Rewrite the listing below as a numbered list, skipping any blank lines.
※ ※ ※
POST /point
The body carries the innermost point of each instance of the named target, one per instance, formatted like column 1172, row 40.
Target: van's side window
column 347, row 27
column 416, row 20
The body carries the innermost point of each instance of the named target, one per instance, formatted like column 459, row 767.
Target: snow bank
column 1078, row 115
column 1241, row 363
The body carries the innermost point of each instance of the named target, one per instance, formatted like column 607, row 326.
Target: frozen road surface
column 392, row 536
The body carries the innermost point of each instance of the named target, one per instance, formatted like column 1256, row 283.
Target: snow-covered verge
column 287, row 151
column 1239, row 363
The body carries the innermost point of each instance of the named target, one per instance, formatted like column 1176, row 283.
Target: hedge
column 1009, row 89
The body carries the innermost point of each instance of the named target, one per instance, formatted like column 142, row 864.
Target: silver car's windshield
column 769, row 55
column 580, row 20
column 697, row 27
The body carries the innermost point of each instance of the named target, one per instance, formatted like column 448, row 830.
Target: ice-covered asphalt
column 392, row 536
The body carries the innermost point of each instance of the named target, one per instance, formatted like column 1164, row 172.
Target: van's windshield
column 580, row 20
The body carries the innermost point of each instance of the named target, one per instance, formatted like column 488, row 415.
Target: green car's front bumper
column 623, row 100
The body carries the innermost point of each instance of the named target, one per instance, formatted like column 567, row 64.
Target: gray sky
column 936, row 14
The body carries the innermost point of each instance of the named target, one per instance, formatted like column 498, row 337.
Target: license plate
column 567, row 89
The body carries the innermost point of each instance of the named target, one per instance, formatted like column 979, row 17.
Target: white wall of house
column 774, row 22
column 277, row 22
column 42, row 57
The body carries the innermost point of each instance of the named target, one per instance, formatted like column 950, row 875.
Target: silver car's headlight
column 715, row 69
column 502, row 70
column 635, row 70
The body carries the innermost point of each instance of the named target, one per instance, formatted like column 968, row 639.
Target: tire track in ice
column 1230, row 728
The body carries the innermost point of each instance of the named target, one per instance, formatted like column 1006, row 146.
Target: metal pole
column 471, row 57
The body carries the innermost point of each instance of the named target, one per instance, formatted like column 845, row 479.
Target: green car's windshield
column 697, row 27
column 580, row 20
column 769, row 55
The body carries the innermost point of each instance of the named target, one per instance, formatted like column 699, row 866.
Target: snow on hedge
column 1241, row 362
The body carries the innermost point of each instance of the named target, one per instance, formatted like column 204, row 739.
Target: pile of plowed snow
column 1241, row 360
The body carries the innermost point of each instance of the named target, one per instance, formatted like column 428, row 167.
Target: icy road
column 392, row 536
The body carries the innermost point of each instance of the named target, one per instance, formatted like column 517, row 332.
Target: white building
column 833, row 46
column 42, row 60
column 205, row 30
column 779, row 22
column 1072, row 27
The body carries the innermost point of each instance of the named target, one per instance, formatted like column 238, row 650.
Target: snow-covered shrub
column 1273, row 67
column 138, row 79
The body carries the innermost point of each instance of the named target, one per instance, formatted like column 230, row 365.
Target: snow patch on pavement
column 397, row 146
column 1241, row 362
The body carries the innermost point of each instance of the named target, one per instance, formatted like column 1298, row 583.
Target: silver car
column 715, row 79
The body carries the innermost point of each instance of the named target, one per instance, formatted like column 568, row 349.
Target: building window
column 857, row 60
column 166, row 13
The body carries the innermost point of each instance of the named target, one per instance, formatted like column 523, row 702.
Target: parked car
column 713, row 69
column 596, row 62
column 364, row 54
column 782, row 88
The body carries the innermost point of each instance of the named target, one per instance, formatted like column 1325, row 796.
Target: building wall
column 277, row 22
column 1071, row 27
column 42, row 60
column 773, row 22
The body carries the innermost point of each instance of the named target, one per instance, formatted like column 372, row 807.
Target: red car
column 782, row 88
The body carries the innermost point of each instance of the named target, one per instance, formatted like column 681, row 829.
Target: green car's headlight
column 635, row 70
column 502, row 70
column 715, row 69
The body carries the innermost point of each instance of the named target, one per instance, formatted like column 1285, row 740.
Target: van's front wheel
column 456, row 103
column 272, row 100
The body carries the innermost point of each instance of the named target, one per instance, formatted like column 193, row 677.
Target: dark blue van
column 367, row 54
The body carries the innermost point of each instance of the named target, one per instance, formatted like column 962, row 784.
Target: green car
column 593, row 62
※ ※ ※
__Exercise response__:
1. POST /point
2. The body carries the innermost point of each instance of the named target, one per instance, formatted like column 1172, row 40.
3. Target: van's side window
4. column 347, row 27
5. column 416, row 20
6. The body carries the innermost point of each instance of the named target, one per instance, formatted like column 459, row 767.
7. Target: snow bank
8. column 1078, row 115
9. column 1241, row 363
10. The body carries the innermost point of each instance of the named target, one per instance, formatted like column 607, row 326.
11. Target: frozen road surface
12. column 392, row 536
13. The body carries the innermost point of each instance of the named target, one per instance, formatted like column 1256, row 283.
14. Target: snow-covered verge
15. column 287, row 151
16. column 1239, row 363
17. The body carries the innermost point of each instance of the named target, one per instance, formatted like column 1176, row 283.
18. Target: hedge
19. column 1009, row 89
20. The body carries the innermost point of each instance of the named target, one per instance, formatted like column 142, row 864.
21. Target: silver car's windshield
22. column 769, row 55
23. column 580, row 20
24. column 697, row 27
25. The body carries the innermost point of each instance of the named target, one per instance, formatted like column 448, row 830.
26. Target: ice-covered asphalt
27. column 392, row 536
28. The body carries the innermost point of each instance of the named target, one per instance, formatted like column 1164, row 172.
29. Target: van's windshield
30. column 580, row 20
31. The body carries the innermost point of each instance of the named target, one per instance, formatted like column 488, row 415.
32. Target: green car's front bumper
33. column 623, row 100
34. The body carries the innermost point of each instance of the named target, one per instance, formatted like column 567, row 64.
35. Target: gray sky
36. column 936, row 14
37. The body carries the innermost point of each instance of the named target, one per instance, formatted like column 498, row 337.
38. Target: license plate
39. column 567, row 89
40. The body carries the innermost point of each instance of the named target, one per instance, formatted like column 979, row 17.
41. Target: white wall of house
42. column 774, row 22
43. column 277, row 22
44. column 42, row 57
45. The body carries the innermost point of each instance of the named target, one per instance, formatted like column 950, row 875.
46. Target: silver car's headlight
47. column 715, row 69
48. column 502, row 70
49. column 635, row 70
50. The body carries the innermost point of each instance of the named target, one per instance, formatted like column 968, row 639.
51. Target: tire track in ice
52. column 1230, row 728
53. The body carries the innermost point of each instance of the named target, one per instance, formatted like column 1006, row 146.
54. Target: metal pole
55. column 471, row 57
56. The body carries the innermost point of each instance of the named target, one per instance, formatted like column 845, row 479.
57. Target: green car's windshield
58. column 697, row 27
59. column 580, row 20
60. column 769, row 55
61. The body carries the innermost point of each instance of the named target, one per instance, formatted like column 699, row 866.
62. Target: snow on hedge
63. column 1241, row 362
64. The body carries the innermost point of each instance of the named target, one per instance, formatted like column 204, row 739.
65. Target: pile of plowed snow
66. column 1241, row 360
67. The body carries the innermost point of each instance of the named target, one per instance, formatted like column 428, row 167.
68. Target: icy road
69. column 392, row 536
70. The body carries the innermost point of each instance of the named target, one per instance, formatted like column 517, row 332.
71. Target: white building
72. column 833, row 46
73. column 42, row 60
74. column 205, row 30
75. column 779, row 22
76. column 1072, row 27
77. The body carries the innermost point of each instance of the named target, one per instance, formatted like column 238, row 650.
78. Target: snow-covered shrub
79. column 1273, row 67
80. column 138, row 79
81. The body carries the innermost point of each instance of the named target, one per instance, formatted like column 230, row 365.
82. Target: snow patch on pavement
83. column 397, row 146
84. column 1241, row 362
85. The body carries the innermost point of each instance of the named target, one per instance, formatted like column 1298, row 583.
86. Target: silver car
87. column 715, row 79
88. The body carries the innermost point of each instance of the named target, one per instance, formatted like column 568, row 349.
89. Target: building window
90. column 857, row 60
91. column 166, row 13
92. The body carries the innermost point of each instance of the named target, one per instance, formatted like column 523, row 702.
93. Target: parked car
94. column 713, row 69
95. column 596, row 62
96. column 364, row 54
97. column 782, row 88
98. The body carries the innermost point of each instance of the named target, one per instance, formatted like column 1325, row 796.
99. Target: building wall
100. column 277, row 22
101. column 1071, row 27
102. column 42, row 60
103. column 773, row 22
104. The body carries the innermost point of each instance of the named target, one per instance, formatted like column 372, row 807.
105. Target: red car
106. column 782, row 88
107. The body carries the innermost point of each instance of the named target, one per instance, formatted like column 681, row 829.
108. Target: green car's headlight
109. column 635, row 70
110. column 502, row 70
111. column 715, row 69
112. The body carries the innermost point of each instance of the named target, one per instance, formatted like column 1285, row 740.
113. Target: van's front wheel
114. column 456, row 103
115. column 272, row 100
116. The body carries the innermost point of each instance of the named target, one per instance, formatted like column 193, row 677.
117. Target: dark blue van
118. column 367, row 54
119. The body carries the innermost point of each instance of the named target, one per instance, formatted like column 962, row 784.
120. Target: green car
121. column 593, row 62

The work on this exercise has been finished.